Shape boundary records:
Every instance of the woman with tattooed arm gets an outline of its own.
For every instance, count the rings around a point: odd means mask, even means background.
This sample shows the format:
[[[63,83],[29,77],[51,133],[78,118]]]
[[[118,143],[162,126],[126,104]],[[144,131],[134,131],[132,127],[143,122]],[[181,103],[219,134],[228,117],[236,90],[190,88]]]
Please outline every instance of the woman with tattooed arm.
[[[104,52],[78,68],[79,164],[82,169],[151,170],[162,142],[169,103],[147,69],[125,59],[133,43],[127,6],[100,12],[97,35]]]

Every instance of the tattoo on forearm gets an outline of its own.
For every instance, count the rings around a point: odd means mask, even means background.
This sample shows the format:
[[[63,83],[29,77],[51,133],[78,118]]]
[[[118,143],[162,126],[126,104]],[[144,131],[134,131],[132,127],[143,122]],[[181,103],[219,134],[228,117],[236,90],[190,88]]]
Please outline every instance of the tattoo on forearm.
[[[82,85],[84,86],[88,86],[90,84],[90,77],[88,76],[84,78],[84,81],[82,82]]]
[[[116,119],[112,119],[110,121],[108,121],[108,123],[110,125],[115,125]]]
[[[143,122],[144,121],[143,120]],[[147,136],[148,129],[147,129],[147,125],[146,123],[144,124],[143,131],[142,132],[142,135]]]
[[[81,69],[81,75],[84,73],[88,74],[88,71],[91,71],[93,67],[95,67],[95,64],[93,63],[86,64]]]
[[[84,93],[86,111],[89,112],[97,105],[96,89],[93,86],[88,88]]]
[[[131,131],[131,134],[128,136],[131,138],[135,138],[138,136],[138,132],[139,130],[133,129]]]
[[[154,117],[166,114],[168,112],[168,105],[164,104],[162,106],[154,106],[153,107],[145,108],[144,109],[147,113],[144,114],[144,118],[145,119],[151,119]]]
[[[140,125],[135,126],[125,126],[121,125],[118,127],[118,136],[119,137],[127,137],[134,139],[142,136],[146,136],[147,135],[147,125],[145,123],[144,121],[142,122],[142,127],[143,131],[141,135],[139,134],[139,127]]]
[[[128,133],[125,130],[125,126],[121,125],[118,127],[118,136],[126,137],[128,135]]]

▶ YOUR TASK: Copy every one of the records above word for word, with nothing changed.

▶ PROBLEM SOLUTION:
Every instance of the woman with tattooed arm gets an outline of its own.
For every instance, count the rings around a point: odd means mask, even means background.
This sample shows the format:
[[[63,83],[29,77],[51,133],[78,118]]]
[[[118,143],[162,126],[126,104]],[[144,131],[134,131],[132,127],[143,122]],[[181,103],[219,134],[228,117],[236,90],[190,88]]]
Please outline every instance of the woman with tattooed arm.
[[[104,52],[78,68],[79,164],[82,169],[151,170],[162,142],[169,103],[147,69],[125,59],[133,43],[127,6],[100,12],[97,35]]]

Every instance of the tattoo on forearm gets an outline of its own.
For every instance, count the rings around a point: odd means mask, even means background.
This sample shows the format:
[[[63,83],[29,77],[51,133],[78,118]]]
[[[118,143],[162,126],[126,104]],[[144,131],[134,131],[132,127],[143,122]],[[181,103],[219,134],[228,117],[236,90],[190,88]]]
Please outline every instance of the tattoo on forearm.
[[[82,85],[84,86],[88,86],[90,84],[90,77],[88,76],[84,78],[84,81],[82,82]]]
[[[116,119],[112,119],[110,121],[108,121],[108,123],[110,125],[115,125]]]
[[[143,122],[144,121],[143,120]],[[147,136],[148,129],[147,129],[147,125],[146,123],[144,124],[143,131],[142,132],[142,135]]]
[[[81,69],[81,75],[84,73],[88,74],[88,71],[91,71],[93,67],[95,67],[95,64],[93,63],[86,64]]]
[[[84,93],[86,111],[89,112],[97,105],[96,89],[93,86],[88,88]]]
[[[131,131],[131,134],[128,136],[131,138],[135,138],[138,136],[138,132],[139,130],[133,129]]]
[[[154,117],[166,114],[168,112],[168,105],[164,104],[162,106],[154,106],[153,107],[145,108],[144,109],[147,113],[144,114],[144,118],[145,119],[151,119]]]
[[[140,125],[135,126],[125,126],[121,125],[118,127],[118,136],[119,137],[127,137],[134,139],[142,136],[146,136],[147,135],[147,125],[145,123],[144,121],[142,122],[142,127],[143,131],[141,135],[139,134],[139,127]]]
[[[128,133],[125,130],[125,126],[121,125],[118,127],[118,136],[126,137],[128,135]]]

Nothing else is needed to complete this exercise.